Dataset records about object locations:
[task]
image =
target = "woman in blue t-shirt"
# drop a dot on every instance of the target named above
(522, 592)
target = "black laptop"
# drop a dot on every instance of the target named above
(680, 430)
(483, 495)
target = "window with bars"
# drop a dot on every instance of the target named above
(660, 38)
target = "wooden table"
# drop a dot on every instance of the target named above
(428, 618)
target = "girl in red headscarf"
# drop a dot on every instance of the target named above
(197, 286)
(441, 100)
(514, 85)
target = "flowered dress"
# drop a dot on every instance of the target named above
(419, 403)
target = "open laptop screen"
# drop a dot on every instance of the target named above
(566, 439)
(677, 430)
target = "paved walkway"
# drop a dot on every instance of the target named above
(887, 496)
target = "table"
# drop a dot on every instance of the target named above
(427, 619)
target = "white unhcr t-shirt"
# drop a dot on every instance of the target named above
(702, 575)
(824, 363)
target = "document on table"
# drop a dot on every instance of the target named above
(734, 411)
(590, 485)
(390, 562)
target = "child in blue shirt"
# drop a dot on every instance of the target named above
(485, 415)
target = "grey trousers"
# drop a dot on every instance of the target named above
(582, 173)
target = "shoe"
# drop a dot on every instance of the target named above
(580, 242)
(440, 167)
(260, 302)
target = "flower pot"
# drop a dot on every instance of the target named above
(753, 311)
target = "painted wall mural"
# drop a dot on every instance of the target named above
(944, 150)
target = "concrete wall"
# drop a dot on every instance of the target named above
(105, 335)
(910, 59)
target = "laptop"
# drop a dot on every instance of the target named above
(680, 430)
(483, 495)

→ GOAL OF THE EXERCISE
Every record above should be copied exactly.

→ TASK RESPONSE
[task]
image =
target = "woman in blue t-shirt"
# drop a dot on every instance of the target named above
(522, 592)
target = "black laptop"
# drop a dot on every instance of the target named above
(680, 430)
(483, 495)
target = "window with bars"
# drop a dot on every instance of the target named above
(660, 38)
target = "wooden table"
# drop a dot on every instance of the target named above
(428, 618)
target = "girl in red headscarf"
# drop a dot on every instance of the target named above
(197, 286)
(441, 100)
(514, 85)
target = "flowered dress"
# drop a dot on every instance of the target named above
(419, 403)
target = "open laptop screen"
# drop a dot on every instance of the target named above
(566, 439)
(677, 430)
target = "paved walkway"
# drop a dot on every instance of the target named above
(887, 496)
target = "table"
# drop a dot on every instance of the target named above
(427, 619)
target = "white unhcr t-shirt"
# drop a dot on every instance of the target named above
(702, 575)
(824, 363)
target = "document on table"
# drop a dot on every instance of the target named above
(734, 411)
(590, 485)
(390, 562)
target = "child in blue shirt"
# drop a dot on every instance of the target named above
(485, 415)
target = "grey trousers"
# drop a dot on every instance of the target named above
(582, 173)
target = "shoe"
# drop a dot on every instance of the target named above
(580, 242)
(440, 167)
(260, 302)
target = "flower pot"
# drop a dot on every instance of the target named above
(753, 311)
target = "painted wall mural"
# drop a dot on every instance of the target named above
(944, 150)
target = "concrete wall"
# drop a dot on every instance of the target named above
(105, 335)
(910, 59)
target = "laptop"
# drop a dot on every instance of the target named above
(680, 430)
(483, 495)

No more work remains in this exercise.